In the part of the records that opens with the line containing "Mark one point per instance of the dark reflection" and closes with the line containing "Mark one point per instance of the rippled", replace "instance" with "occurrence" wherever it appears, and reproduce only those lines with everything else left unchanged.

* _RECORDS SHOWN_:
☆ ☆ ☆

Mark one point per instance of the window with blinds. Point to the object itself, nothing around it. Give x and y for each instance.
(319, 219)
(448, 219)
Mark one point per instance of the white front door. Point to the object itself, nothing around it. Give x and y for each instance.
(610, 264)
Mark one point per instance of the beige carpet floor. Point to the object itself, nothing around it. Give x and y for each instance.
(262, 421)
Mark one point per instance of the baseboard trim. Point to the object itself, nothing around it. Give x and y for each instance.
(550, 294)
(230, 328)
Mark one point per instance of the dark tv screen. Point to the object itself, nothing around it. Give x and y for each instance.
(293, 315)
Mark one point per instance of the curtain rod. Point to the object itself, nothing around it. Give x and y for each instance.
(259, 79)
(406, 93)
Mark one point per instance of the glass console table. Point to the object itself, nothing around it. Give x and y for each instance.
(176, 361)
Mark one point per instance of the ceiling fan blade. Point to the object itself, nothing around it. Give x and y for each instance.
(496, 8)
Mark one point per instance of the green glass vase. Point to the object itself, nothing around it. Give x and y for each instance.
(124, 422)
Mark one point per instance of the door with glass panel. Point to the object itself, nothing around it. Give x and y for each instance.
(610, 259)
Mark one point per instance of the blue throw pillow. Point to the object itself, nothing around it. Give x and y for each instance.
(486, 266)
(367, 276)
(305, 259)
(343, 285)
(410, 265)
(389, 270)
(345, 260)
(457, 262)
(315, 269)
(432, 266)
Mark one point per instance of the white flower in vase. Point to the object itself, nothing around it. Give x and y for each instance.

☆ ☆ ☆

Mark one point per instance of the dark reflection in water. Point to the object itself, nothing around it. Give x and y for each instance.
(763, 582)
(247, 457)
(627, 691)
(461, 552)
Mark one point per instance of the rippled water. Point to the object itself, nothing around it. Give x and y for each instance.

☆ ☆ ☆

* _COMPLETE OUTPUT_:
Mark one point per occurrence of the dark reflection in water. Point to the object itself, nothing around it. Give x and y for each occurrence.
(763, 582)
(247, 457)
(627, 691)
(461, 552)
Mark one point per occurrence of the rippled water. Point to the object itself, nothing around it. Give x and y for each occurrence.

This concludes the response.